**Data to process**

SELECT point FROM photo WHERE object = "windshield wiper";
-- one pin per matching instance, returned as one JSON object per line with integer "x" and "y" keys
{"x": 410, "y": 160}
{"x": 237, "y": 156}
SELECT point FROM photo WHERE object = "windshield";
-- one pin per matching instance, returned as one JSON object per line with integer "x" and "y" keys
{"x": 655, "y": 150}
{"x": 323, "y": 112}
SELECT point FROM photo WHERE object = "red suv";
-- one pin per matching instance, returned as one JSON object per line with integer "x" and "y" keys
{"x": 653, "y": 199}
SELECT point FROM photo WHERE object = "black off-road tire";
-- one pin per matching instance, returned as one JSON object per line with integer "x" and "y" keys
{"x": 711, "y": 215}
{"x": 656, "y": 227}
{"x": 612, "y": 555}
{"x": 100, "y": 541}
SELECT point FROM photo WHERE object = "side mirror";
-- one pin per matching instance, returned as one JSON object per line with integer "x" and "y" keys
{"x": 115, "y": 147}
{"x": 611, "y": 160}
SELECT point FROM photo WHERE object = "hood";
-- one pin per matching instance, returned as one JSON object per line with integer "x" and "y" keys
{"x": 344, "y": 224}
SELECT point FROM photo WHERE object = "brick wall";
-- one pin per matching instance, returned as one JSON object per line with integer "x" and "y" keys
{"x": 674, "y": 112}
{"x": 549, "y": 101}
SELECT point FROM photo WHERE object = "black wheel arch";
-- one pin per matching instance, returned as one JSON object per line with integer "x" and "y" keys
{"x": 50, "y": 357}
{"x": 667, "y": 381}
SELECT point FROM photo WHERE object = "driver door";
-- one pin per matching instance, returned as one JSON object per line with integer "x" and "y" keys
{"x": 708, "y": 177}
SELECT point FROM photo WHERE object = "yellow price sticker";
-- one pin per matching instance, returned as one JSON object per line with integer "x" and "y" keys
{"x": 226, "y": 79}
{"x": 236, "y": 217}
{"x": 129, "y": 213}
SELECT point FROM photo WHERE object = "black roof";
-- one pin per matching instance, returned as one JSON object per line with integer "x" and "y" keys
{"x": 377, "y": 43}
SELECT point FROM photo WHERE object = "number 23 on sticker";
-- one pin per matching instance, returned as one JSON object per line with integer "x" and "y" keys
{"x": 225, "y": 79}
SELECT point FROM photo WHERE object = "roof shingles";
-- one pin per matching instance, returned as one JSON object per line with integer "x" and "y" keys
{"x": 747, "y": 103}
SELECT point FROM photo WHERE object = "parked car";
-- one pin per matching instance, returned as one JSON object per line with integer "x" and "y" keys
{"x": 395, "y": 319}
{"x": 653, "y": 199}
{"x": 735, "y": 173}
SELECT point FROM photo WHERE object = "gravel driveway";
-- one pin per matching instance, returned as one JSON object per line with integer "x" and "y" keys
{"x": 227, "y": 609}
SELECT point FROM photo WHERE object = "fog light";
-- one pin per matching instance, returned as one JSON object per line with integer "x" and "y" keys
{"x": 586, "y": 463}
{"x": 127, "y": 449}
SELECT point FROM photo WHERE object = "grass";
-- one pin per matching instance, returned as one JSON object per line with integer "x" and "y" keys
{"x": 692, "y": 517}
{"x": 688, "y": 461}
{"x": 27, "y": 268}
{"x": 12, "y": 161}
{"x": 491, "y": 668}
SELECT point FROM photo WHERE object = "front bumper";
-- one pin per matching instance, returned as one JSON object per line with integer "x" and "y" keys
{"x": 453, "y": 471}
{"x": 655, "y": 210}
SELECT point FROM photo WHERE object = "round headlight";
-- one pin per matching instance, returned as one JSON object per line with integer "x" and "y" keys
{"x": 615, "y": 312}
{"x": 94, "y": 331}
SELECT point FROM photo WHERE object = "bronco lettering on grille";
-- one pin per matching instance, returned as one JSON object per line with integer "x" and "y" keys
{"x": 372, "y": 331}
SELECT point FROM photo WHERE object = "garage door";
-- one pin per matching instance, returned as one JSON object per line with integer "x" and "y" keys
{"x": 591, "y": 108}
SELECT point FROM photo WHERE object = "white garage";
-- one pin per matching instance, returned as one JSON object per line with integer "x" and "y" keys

**Assignment**
Reproduce the data above exactly, leaving nothing out.

**Expected answer**
SELECT point FROM photo WHERE object = "windshield wiper";
-- one pin per matching instance, returned as one JSON object per line with integer "x" and "y" keys
{"x": 410, "y": 160}
{"x": 237, "y": 156}
SELECT point FROM photo WHERE object = "windshield";
-- one pin per matching instance, returned as one JSON object per line with integer "x" and "y" keys
{"x": 655, "y": 150}
{"x": 323, "y": 112}
SELECT point FROM photo WHERE object = "red suv";
-- one pin per matching instance, returned as one JSON object per line with integer "x" and "y" keys
{"x": 653, "y": 199}
SELECT point FROM photo WHERE object = "black off-road tire";
-- one pin per matching instance, returned as one JSON object per line with integer "x" and "y" keys
{"x": 711, "y": 215}
{"x": 656, "y": 227}
{"x": 612, "y": 555}
{"x": 100, "y": 541}
SELECT point FROM photo WHERE object = "side mirror";
-- one pin per matching instance, returned as one JSON object per line with integer "x" and "y" keys
{"x": 115, "y": 147}
{"x": 611, "y": 160}
SELECT point FROM photo WHERE object = "hood";
-- one pin per matching instance, returned as one JSON object per line with integer "x" and "y" keys
{"x": 344, "y": 224}
SELECT point FROM photo WHERE object = "brick wall";
-- one pin per matching instance, returned as one JSON object per line with integer "x" and "y" keys
{"x": 674, "y": 112}
{"x": 549, "y": 101}
SELECT point FROM photo WHERE object = "black wheel arch";
-- one pin per matching instance, returned as one JSON object per line with integer "x" and "y" keys
{"x": 50, "y": 357}
{"x": 667, "y": 381}
SELECT point FROM photo WHERE object = "driver door";
-- one pin per matching instance, returned as one JSON object per line with integer "x" and "y" keys
{"x": 708, "y": 177}
SELECT point FROM photo WHERE object = "yellow price sticker";
-- one pin per matching instance, returned as one JSON object per line with integer "x" and "y" keys
{"x": 226, "y": 79}
{"x": 236, "y": 217}
{"x": 129, "y": 213}
SELECT point FROM photo WHERE object = "black roof";
-- one pin per matching instance, returned as one JSON object per line with integer "x" and "y" keys
{"x": 377, "y": 43}
SELECT point FROM photo WHERE object = "number 23 on sticker";
-- one pin per matching instance, returned as one JSON object per line with integer "x" and "y" keys
{"x": 225, "y": 79}
SELECT point FROM photo WHERE object = "roof shingles";
-- one pin per matching instance, returned as one JSON object per line with integer "x" and "y" keys
{"x": 747, "y": 103}
SELECT point FROM photo WHERE object = "parked car";
-- one pin per matching instance, returned as one JSON object per line with integer "x" and "y" keys
{"x": 395, "y": 319}
{"x": 653, "y": 199}
{"x": 735, "y": 173}
SELECT point FROM photo WHERE object = "gravel driveway";
-- one pin per matching instance, returned as one JSON object per line with integer "x" and "y" keys
{"x": 227, "y": 609}
SELECT point FROM photo WHERE object = "fog light";
-- one pin per matching instance, returned as one JSON object per line with integer "x" and "y" keys
{"x": 586, "y": 463}
{"x": 127, "y": 449}
SELECT point FROM photo WHERE object = "grass";
-- one pin per matching instance, returned as one JSON object per line with integer "x" and "y" keys
{"x": 692, "y": 517}
{"x": 688, "y": 461}
{"x": 27, "y": 268}
{"x": 12, "y": 161}
{"x": 491, "y": 668}
SELECT point FROM photo WHERE object = "front bumper";
-- one pin per matching instance, returned as one JSON object per line with integer "x" and "y" keys
{"x": 453, "y": 471}
{"x": 655, "y": 210}
SELECT point FROM photo WHERE object = "round headlight";
-- one pin per matching instance, returned as one JSON object per line with integer "x" and "y" keys
{"x": 615, "y": 312}
{"x": 94, "y": 331}
SELECT point FROM photo WHERE object = "bronco lettering on grille";
-- one pin per matching instance, returned as one JSON object per line with integer "x" and "y" keys
{"x": 372, "y": 331}
SELECT point FROM photo WHERE object = "garage door";
-- one pin per matching instance, returned as one JSON object per line with integer "x" and "y" keys
{"x": 591, "y": 108}
SELECT point FROM photo WHERE object = "white garage";
-- one pin per matching instance, returned as one JSON object per line with integer "x" and "y" keys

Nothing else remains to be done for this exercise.